● PROMPT
Write the line that includes "The component shall locate the cat's right" and all subsequent lines, exactly as written, and nothing more.

● INFORMATION PROVIDED
+++
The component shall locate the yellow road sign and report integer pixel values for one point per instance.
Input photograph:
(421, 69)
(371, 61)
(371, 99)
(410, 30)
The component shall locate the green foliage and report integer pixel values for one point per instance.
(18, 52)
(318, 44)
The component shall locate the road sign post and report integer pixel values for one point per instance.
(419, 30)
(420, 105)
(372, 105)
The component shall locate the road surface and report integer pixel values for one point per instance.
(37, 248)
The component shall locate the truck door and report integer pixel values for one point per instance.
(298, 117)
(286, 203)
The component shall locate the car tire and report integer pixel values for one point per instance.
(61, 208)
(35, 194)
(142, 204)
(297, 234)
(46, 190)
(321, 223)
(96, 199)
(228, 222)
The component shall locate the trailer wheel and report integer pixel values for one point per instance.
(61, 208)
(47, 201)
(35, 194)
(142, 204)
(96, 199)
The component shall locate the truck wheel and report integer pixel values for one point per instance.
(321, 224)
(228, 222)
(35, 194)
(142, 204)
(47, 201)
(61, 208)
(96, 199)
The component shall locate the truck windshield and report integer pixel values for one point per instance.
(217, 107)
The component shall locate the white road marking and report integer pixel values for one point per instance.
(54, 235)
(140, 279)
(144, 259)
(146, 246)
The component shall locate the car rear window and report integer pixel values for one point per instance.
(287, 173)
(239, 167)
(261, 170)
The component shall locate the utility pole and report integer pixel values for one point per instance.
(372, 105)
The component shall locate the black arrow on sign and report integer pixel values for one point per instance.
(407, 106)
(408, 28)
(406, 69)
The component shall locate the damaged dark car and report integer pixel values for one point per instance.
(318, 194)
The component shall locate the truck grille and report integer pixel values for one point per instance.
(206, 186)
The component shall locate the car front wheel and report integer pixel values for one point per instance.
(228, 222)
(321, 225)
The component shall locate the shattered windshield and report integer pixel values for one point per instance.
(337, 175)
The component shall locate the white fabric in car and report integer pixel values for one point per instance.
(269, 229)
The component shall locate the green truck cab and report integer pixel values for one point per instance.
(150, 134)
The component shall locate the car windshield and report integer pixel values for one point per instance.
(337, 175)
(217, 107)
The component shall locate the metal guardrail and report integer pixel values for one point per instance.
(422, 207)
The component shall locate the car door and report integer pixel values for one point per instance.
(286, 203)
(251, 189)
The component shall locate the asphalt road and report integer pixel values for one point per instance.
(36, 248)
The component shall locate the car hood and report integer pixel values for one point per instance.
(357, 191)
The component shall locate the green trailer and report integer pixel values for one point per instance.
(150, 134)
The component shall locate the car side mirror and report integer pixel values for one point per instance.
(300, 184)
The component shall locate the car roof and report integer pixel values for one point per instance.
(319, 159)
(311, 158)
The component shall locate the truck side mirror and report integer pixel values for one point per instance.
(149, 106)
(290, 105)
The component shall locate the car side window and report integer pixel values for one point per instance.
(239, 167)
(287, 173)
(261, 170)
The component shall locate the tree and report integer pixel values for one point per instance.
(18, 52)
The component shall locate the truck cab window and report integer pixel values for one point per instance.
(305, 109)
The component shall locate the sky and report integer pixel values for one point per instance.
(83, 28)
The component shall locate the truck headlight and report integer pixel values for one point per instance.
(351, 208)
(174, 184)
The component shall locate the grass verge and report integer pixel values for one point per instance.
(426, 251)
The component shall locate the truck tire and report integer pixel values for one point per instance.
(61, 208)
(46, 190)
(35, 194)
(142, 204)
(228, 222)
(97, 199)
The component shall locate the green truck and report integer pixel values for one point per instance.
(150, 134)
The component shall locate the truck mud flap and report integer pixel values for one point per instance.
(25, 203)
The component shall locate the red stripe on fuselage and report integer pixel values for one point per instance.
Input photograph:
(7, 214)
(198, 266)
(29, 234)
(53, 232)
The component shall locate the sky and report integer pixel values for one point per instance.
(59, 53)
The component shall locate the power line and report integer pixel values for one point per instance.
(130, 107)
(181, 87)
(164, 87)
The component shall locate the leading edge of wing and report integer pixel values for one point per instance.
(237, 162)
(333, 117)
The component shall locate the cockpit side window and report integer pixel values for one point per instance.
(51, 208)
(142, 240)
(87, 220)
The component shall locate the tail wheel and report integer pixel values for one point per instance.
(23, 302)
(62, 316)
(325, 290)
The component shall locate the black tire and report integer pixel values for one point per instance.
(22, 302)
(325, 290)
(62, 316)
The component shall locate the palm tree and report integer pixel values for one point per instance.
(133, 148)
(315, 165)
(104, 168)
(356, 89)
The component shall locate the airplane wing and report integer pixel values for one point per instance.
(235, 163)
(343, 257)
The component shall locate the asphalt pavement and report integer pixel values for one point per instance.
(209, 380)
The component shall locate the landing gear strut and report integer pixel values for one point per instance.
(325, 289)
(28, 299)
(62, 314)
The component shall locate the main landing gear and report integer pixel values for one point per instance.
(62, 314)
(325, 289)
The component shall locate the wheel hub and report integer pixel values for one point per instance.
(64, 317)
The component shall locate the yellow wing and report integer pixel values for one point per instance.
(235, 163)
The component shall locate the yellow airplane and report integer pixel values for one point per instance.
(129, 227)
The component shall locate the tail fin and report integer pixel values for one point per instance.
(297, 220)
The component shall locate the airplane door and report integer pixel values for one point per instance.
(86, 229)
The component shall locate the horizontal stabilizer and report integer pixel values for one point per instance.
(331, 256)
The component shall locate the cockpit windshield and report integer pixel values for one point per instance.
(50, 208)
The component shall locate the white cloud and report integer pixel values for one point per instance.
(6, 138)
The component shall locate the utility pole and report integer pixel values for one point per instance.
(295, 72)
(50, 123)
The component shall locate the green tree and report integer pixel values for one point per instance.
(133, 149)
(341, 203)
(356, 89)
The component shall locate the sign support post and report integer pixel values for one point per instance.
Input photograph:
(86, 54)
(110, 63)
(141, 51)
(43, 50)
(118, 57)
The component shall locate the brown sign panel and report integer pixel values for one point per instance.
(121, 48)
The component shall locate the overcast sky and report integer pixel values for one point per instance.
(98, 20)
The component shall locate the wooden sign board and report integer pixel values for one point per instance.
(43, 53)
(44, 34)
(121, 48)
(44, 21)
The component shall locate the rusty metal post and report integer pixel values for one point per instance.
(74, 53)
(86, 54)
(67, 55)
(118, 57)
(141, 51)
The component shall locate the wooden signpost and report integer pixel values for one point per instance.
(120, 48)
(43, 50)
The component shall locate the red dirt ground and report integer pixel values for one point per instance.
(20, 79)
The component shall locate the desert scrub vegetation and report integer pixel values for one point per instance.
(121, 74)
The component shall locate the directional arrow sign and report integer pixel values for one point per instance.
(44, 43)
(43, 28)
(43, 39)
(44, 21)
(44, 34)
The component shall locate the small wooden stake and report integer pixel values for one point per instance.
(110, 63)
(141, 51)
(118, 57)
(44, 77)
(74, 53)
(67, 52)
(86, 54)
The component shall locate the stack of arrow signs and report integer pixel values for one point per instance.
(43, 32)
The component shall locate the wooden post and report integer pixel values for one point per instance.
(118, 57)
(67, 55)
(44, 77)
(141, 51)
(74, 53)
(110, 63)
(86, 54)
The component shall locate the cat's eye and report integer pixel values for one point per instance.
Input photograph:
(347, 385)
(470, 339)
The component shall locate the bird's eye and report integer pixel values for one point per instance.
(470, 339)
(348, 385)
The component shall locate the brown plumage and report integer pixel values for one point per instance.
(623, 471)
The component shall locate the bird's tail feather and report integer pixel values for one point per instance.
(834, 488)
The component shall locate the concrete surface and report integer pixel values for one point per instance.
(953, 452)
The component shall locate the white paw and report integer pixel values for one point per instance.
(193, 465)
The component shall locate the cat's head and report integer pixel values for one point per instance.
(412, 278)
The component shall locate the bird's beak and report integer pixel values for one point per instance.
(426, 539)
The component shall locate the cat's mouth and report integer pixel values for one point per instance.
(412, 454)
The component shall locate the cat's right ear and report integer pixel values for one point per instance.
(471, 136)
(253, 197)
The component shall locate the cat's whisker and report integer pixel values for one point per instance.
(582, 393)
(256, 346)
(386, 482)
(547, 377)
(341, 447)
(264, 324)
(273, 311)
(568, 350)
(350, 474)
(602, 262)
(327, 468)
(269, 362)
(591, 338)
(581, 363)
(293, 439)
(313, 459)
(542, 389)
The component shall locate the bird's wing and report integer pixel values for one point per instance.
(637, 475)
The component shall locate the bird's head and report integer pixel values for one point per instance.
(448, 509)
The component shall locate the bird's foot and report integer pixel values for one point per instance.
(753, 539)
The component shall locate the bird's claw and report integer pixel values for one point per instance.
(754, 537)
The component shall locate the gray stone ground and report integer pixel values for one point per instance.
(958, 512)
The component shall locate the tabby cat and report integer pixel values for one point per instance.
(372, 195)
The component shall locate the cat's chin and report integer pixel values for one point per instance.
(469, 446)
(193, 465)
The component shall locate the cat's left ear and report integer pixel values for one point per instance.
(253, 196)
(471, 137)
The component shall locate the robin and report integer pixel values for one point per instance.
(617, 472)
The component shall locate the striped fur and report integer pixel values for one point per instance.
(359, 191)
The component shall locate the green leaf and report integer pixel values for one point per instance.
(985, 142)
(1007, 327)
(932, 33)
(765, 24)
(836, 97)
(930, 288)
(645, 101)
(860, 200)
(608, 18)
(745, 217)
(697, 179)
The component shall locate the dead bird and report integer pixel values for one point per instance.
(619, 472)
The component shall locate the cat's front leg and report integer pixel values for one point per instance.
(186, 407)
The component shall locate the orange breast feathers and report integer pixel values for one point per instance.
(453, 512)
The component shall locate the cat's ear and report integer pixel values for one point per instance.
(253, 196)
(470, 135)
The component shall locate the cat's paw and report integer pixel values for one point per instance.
+++
● RESPONSE BELOW
The component shall locate the cat's right ear and report integer pixel values for one point per instance.
(471, 136)
(253, 197)
The component shall locate the cat's whisker and report integer pixel values for one point per instance.
(582, 393)
(256, 346)
(386, 482)
(547, 377)
(341, 447)
(264, 324)
(273, 311)
(568, 350)
(350, 474)
(602, 262)
(327, 468)
(269, 362)
(591, 338)
(581, 363)
(293, 439)
(313, 459)
(542, 389)
The component shall locate the bird's wing and report integer pixel values for one point per instance.
(637, 475)
The component shall locate the bird's head and report integer pixel values for one point per instance.
(448, 509)
The component shall locate the bird's foot and report integer pixel values for one point per instance.
(753, 539)
The component shall locate the bird's claw and report integer pixel values for one point per instance.
(754, 537)
The component shall locate the gray stone ground and report integer pixel values for one point per instance.
(958, 512)
The component shall locate the tabby cat and report integer pixel values for one point per instance.
(372, 195)
The component shall locate the cat's chin and report integer pixel values for one point per instance.
(469, 446)
(193, 465)
The component shall locate the cat's left ear and report integer pixel values for one point per instance.
(253, 196)
(471, 137)
The component shall locate the robin and report integer pixel values for one point per instance.
(617, 472)
The component shall locate the striped fur and report integer pixel values for one point per instance.
(359, 191)
The component shall locate the green leaf and report integer pixel values for one point per instance.
(985, 142)
(1007, 327)
(932, 33)
(765, 24)
(836, 97)
(930, 288)
(645, 101)
(860, 200)
(608, 18)
(745, 217)
(697, 179)
The component shall locate the dead bird and report integer pixel values for one point per instance.
(619, 472)
The component shall locate the cat's front leg and report integer pixel values for one point per instance.
(186, 407)
The component shall locate the orange breast feathers and report integer pixel values for one point per instance.
(453, 512)
The component shall locate the cat's ear and report integer pixel values for one point per instance.
(253, 196)
(470, 135)
The component shall locate the cat's paw and report integer pixel values for one point per instance.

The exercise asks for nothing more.